### Excerpts from a pointing dataset
####################

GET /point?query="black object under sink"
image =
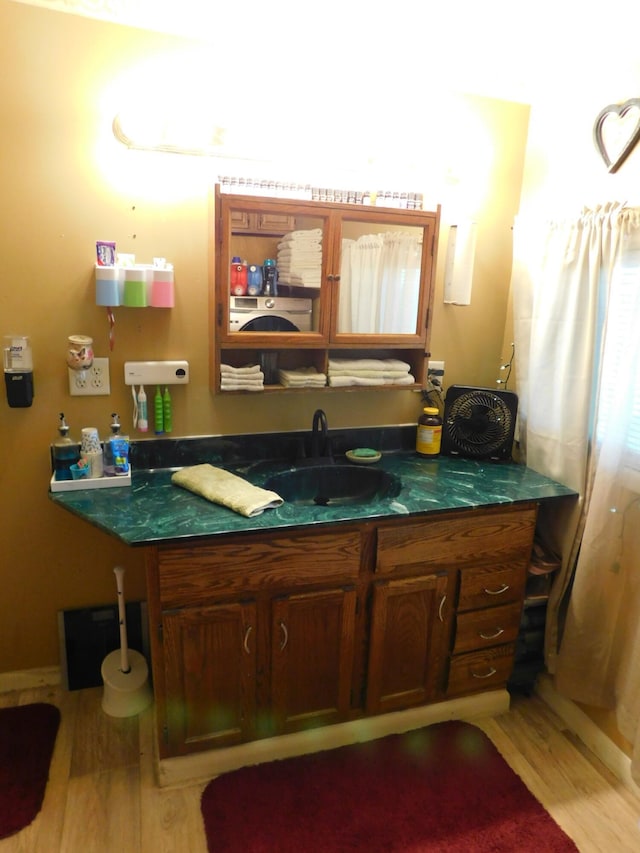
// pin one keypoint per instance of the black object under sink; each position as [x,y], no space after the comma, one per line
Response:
[334,485]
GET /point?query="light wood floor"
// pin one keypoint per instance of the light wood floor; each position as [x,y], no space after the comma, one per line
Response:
[102,798]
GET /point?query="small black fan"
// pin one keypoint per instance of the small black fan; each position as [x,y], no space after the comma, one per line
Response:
[479,423]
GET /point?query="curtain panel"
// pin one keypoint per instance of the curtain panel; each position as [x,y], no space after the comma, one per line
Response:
[576,292]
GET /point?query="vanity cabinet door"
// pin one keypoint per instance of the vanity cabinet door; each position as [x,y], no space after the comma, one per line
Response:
[312,658]
[409,635]
[210,676]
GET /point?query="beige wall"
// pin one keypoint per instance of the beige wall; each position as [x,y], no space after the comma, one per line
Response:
[66,182]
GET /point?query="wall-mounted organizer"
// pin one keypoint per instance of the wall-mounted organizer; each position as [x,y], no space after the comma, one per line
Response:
[137,286]
[156,372]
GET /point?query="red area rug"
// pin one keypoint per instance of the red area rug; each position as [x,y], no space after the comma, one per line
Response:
[27,737]
[441,788]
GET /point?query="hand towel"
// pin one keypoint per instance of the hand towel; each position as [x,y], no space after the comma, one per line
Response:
[230,385]
[248,369]
[222,487]
[368,364]
[389,375]
[345,381]
[302,377]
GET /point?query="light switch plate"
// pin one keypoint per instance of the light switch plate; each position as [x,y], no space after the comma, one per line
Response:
[93,382]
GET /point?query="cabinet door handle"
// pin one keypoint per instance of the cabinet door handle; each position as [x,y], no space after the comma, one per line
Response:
[246,639]
[285,636]
[495,634]
[441,608]
[491,672]
[503,588]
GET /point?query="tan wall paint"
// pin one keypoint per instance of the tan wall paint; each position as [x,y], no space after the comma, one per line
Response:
[65,182]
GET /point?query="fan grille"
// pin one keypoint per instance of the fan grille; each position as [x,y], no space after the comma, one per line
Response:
[480,423]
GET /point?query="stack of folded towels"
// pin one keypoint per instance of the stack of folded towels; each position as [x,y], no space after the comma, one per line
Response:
[369,371]
[300,258]
[302,377]
[248,378]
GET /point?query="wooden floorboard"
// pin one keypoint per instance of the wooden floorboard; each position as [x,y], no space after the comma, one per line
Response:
[102,795]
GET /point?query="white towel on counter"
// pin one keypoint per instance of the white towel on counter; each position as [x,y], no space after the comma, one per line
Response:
[222,487]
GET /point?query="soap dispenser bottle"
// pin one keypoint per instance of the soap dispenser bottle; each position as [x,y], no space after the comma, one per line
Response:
[66,452]
[116,450]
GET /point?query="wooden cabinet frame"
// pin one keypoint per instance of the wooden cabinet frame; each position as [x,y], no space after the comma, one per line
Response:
[256,217]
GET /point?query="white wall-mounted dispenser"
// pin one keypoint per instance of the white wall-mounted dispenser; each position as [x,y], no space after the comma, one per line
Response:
[156,372]
[458,274]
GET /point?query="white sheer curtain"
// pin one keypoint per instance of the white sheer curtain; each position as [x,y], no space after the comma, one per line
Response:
[380,284]
[576,288]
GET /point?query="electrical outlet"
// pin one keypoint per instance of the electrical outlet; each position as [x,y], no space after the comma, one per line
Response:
[93,382]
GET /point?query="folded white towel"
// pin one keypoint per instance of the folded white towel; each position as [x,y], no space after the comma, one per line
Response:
[388,375]
[345,381]
[237,386]
[301,234]
[246,379]
[368,364]
[302,377]
[222,487]
[240,371]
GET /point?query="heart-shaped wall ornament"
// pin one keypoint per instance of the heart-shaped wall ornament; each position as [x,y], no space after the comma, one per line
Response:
[616,132]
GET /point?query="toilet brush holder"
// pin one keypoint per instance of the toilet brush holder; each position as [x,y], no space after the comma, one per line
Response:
[125,693]
[124,672]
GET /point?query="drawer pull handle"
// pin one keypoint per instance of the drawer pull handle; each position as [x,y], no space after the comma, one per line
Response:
[441,608]
[491,672]
[246,639]
[500,591]
[495,634]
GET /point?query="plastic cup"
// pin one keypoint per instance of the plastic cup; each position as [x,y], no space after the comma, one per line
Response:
[135,287]
[162,289]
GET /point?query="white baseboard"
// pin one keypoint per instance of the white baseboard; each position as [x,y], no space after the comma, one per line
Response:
[202,766]
[29,679]
[589,733]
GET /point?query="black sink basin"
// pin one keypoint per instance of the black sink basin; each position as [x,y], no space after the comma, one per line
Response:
[334,485]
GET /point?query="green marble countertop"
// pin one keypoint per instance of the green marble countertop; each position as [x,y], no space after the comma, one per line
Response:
[153,510]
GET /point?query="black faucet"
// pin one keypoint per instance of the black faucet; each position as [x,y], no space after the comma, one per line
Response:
[320,441]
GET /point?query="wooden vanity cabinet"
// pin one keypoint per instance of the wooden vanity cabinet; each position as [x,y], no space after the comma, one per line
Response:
[484,557]
[270,633]
[251,637]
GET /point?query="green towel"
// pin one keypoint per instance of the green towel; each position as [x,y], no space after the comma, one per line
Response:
[223,488]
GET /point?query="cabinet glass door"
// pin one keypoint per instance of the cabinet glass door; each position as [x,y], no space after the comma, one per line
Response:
[383,262]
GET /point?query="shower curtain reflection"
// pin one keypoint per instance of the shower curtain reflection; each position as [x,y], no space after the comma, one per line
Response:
[380,284]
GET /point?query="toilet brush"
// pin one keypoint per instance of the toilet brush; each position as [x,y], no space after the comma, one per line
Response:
[124,671]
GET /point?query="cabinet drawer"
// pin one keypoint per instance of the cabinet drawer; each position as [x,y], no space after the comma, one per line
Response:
[201,573]
[485,670]
[480,629]
[492,585]
[473,538]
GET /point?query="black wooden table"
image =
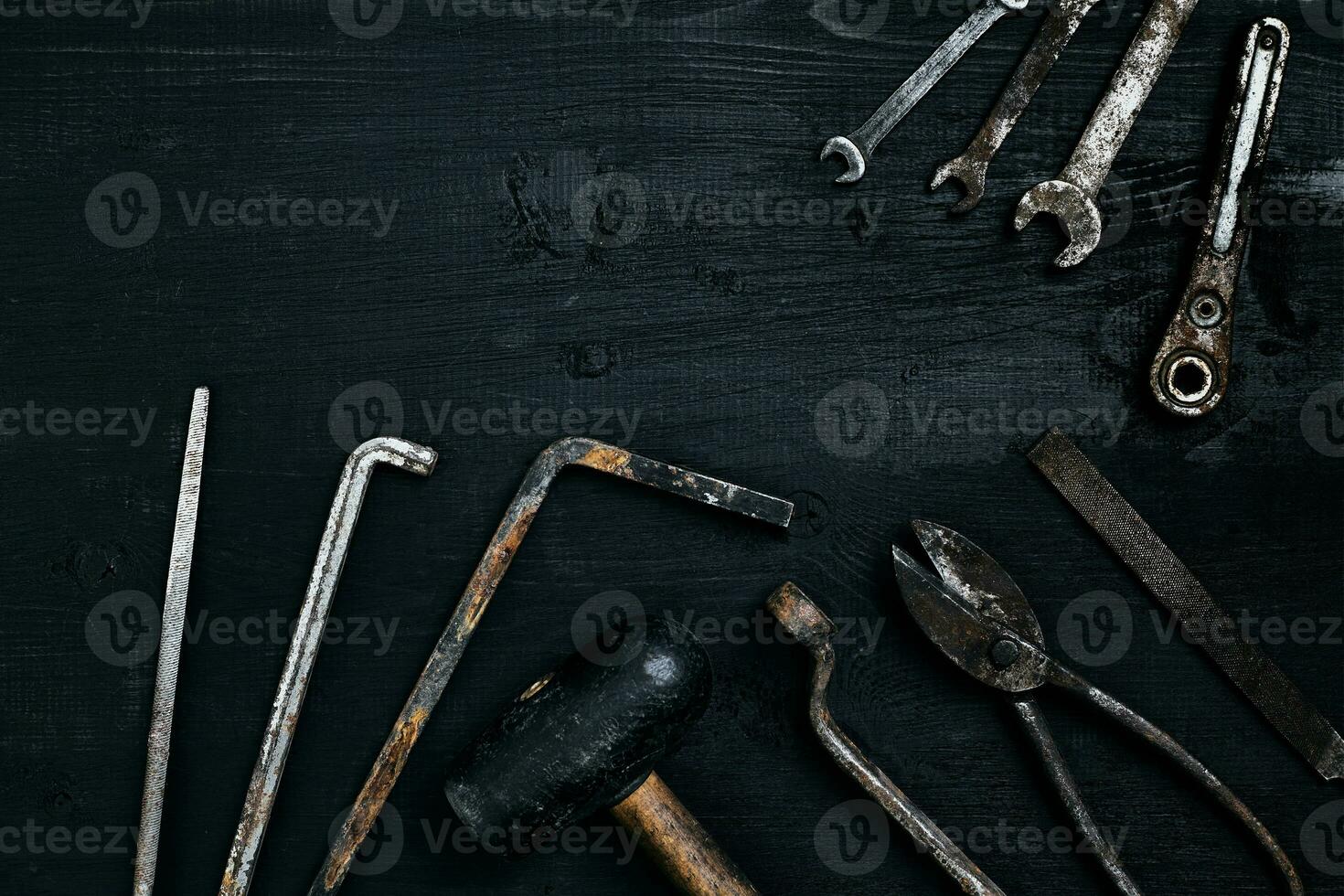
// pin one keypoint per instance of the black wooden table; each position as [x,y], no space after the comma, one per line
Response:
[486,225]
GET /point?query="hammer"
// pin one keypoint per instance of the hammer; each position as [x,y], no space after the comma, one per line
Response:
[586,738]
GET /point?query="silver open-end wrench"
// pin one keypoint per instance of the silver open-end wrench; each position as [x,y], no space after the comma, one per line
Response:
[1072,197]
[971,166]
[858,146]
[1189,374]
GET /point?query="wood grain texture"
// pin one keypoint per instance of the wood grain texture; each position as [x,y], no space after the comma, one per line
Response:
[726,332]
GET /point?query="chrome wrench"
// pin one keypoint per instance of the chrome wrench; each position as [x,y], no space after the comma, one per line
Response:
[969,166]
[858,148]
[1072,197]
[1189,374]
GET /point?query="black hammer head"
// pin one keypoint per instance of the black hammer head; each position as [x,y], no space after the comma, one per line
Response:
[583,738]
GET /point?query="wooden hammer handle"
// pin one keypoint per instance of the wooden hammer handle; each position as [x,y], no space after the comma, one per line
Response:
[671,836]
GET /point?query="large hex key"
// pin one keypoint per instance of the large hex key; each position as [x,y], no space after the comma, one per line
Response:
[489,571]
[304,644]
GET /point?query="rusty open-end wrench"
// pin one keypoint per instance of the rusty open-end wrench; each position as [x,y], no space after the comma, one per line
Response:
[489,571]
[304,644]
[971,166]
[1072,197]
[1189,374]
[858,148]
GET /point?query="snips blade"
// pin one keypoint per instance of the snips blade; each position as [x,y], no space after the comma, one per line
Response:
[974,613]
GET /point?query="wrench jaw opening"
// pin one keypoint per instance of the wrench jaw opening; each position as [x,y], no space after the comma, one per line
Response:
[855,162]
[969,175]
[1075,211]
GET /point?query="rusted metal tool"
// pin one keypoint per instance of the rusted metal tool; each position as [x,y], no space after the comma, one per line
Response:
[480,589]
[169,646]
[858,148]
[975,613]
[815,632]
[304,644]
[1179,592]
[1072,197]
[586,738]
[1191,369]
[971,166]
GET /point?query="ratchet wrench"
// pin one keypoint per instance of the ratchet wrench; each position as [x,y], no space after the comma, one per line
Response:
[1189,374]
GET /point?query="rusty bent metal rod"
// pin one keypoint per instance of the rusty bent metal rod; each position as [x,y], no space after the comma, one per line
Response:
[489,571]
[304,644]
[815,630]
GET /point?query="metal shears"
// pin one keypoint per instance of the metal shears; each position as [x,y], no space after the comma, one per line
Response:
[975,613]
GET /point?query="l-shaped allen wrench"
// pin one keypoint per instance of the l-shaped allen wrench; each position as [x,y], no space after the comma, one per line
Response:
[480,589]
[304,644]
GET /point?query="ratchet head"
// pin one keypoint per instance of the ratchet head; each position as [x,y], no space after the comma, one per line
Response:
[1075,209]
[966,171]
[855,163]
[974,613]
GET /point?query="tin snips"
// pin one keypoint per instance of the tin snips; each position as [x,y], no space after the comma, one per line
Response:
[975,613]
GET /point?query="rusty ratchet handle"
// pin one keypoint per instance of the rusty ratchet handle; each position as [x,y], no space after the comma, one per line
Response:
[304,644]
[485,579]
[1132,721]
[1191,369]
[815,630]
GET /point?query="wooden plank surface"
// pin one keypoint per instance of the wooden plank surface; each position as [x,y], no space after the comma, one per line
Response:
[852,348]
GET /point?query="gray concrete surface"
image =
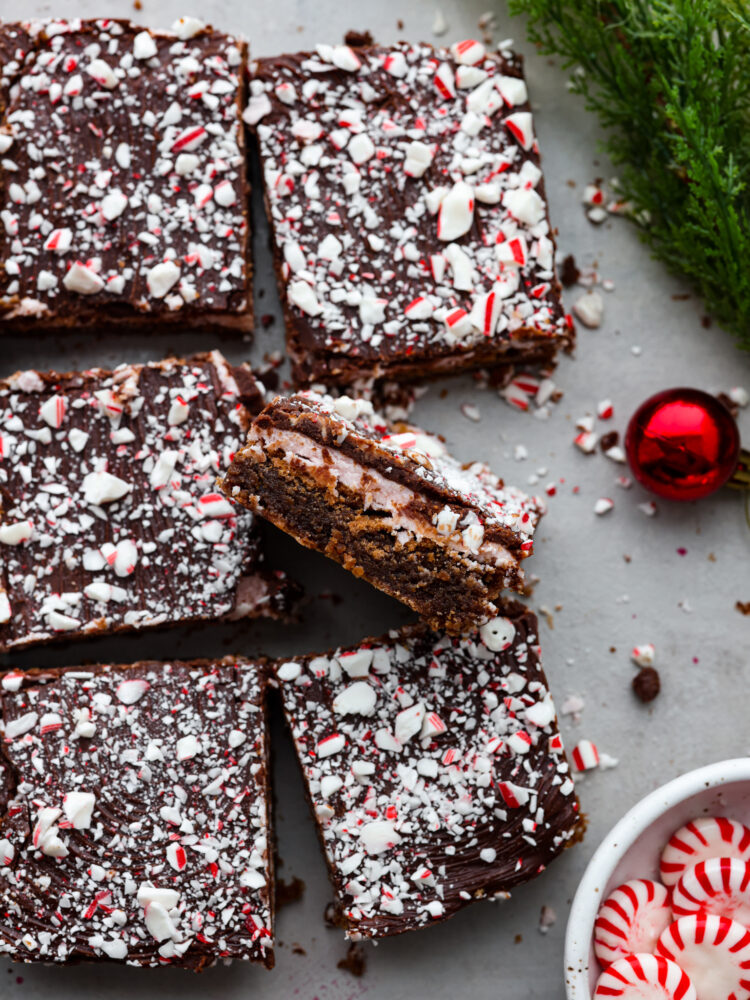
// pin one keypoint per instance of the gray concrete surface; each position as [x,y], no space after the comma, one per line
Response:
[684,604]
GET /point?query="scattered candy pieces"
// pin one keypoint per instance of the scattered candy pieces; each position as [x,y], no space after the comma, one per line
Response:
[643,655]
[585,755]
[589,308]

####################

### Exercise
Which lines in the items contain the string "grille"? Copy each of them, treating uppercase and lowercase as different.

### The response
GET /point?query="fan grille"
// pin one keypoint per instance of the fan grille; each position as [x,y], no space after the comma, one per line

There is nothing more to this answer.